> Data:
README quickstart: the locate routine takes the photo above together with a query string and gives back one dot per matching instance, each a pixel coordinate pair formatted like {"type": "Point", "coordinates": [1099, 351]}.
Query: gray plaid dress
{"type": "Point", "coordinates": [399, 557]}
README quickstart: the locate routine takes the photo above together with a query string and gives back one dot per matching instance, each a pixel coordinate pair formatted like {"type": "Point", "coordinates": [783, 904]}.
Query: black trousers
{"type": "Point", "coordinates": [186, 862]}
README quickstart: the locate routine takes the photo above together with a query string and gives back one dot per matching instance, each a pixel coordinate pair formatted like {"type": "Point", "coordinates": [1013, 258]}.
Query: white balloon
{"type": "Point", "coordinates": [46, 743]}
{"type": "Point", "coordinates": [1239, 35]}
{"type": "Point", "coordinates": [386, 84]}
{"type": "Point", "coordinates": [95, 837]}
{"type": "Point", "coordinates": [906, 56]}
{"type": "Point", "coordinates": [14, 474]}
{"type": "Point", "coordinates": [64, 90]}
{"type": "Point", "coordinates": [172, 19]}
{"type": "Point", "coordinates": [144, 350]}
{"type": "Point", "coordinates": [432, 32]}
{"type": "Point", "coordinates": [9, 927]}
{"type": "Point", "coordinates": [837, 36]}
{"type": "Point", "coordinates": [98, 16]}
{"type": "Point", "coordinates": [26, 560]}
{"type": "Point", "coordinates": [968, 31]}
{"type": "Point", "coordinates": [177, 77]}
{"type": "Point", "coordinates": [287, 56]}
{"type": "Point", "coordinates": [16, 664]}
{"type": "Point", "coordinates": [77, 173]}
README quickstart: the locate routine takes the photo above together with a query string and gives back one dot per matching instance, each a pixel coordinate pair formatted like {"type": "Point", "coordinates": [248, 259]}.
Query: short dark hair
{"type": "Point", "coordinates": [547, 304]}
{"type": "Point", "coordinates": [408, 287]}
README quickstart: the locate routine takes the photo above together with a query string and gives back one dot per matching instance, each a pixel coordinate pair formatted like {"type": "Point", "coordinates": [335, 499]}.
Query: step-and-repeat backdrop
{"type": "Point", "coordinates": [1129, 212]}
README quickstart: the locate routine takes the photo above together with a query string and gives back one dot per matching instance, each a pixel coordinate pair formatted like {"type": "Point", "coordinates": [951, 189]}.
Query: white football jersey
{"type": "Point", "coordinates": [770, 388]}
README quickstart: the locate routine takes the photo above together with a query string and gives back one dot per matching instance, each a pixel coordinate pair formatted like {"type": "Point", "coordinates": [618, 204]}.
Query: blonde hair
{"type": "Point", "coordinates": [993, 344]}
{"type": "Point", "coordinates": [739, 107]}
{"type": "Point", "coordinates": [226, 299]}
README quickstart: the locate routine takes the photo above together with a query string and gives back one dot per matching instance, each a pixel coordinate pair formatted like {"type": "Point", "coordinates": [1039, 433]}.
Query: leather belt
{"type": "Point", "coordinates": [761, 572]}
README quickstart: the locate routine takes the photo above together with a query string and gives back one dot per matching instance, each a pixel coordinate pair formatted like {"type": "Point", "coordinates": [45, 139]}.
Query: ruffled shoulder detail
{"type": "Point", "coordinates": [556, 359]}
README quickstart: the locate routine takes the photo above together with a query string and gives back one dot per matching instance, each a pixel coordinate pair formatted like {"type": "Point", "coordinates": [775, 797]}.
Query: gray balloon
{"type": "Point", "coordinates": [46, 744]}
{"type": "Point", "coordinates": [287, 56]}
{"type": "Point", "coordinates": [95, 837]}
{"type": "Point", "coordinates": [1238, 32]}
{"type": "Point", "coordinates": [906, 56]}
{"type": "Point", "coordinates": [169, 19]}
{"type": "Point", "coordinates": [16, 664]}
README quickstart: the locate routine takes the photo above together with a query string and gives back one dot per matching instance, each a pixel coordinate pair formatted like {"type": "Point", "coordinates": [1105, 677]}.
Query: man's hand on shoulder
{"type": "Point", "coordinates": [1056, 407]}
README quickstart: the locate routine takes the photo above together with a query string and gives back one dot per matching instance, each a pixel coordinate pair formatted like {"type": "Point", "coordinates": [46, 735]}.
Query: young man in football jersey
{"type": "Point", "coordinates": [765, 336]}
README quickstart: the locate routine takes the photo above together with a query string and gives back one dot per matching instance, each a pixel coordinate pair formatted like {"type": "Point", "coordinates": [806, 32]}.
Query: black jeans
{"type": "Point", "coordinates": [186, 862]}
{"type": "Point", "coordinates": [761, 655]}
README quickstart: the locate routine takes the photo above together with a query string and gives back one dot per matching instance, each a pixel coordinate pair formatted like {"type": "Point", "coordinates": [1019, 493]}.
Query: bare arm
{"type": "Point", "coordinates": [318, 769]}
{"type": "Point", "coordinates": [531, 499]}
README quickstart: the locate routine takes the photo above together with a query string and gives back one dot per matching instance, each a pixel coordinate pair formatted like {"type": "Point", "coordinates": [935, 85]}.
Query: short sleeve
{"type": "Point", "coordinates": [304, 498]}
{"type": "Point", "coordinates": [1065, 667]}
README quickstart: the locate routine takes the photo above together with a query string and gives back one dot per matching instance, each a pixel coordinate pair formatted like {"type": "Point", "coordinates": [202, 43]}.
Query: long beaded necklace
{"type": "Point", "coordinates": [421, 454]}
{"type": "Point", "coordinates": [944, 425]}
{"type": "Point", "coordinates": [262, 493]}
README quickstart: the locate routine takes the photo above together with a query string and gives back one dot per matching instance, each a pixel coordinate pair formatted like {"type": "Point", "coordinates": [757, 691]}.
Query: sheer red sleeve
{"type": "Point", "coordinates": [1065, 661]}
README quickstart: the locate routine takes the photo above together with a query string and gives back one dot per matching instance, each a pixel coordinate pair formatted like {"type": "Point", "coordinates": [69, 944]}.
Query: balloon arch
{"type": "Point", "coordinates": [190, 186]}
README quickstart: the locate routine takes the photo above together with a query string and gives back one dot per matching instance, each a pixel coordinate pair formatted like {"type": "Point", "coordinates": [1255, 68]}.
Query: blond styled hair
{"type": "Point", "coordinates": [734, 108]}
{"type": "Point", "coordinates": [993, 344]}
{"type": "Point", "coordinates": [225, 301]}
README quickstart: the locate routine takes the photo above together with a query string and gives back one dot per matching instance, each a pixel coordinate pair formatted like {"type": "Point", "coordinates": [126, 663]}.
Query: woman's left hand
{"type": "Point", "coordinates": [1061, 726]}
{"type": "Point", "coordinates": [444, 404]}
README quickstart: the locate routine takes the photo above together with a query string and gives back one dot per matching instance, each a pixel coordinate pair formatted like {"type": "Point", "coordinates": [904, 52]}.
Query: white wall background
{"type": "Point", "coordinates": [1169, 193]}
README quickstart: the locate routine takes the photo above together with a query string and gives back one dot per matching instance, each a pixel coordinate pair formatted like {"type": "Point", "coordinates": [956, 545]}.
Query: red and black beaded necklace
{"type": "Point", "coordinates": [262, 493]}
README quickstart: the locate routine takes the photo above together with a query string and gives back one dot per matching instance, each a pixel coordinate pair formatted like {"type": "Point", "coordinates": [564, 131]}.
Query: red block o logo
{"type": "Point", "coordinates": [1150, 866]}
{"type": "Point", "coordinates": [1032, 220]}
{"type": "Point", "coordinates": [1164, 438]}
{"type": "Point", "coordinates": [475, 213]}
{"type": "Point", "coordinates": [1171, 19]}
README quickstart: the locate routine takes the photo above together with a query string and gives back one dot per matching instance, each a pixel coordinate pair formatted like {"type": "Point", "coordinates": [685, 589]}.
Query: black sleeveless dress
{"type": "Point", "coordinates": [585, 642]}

> Instruction: Tally how many lines of the records above contain the string "beaded", matching case exactly, and reply with the number only.

> Solution below: 2